## Direction
Swap each "forehead" in the data below for "brow" and write all of the data out again with nothing else changed. Leave the pictures out.

## Provided entries

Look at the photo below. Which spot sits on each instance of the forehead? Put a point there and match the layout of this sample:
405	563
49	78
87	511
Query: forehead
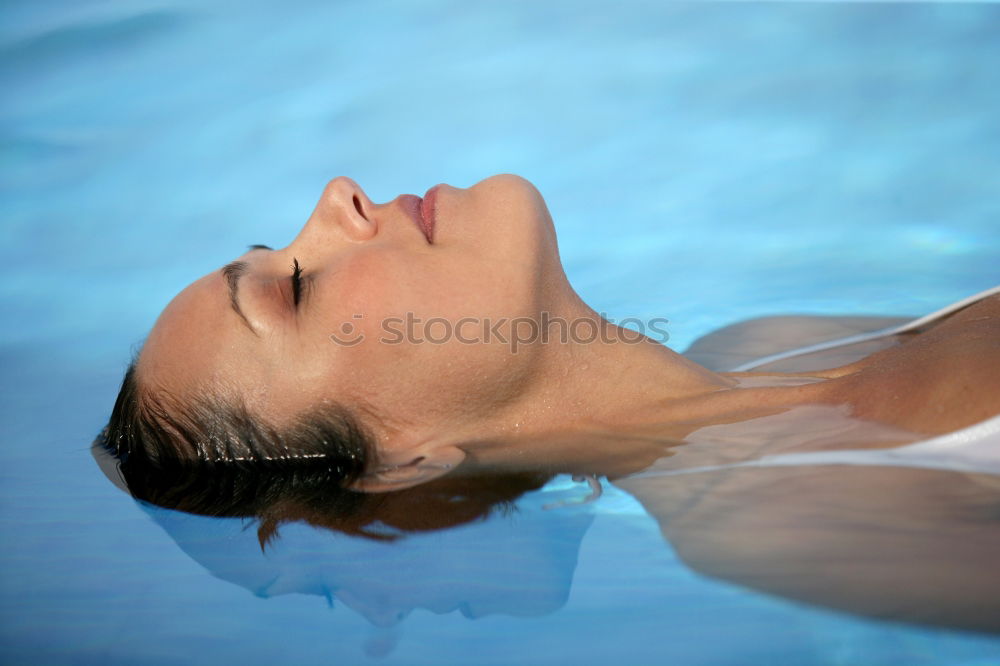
198	343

## Response to the exercise
Look at the photo below. Which spot sits on each instance of the brow? Put a point there and match the layout of this sample:
405	563
49	78
87	511
Query: brow
198	343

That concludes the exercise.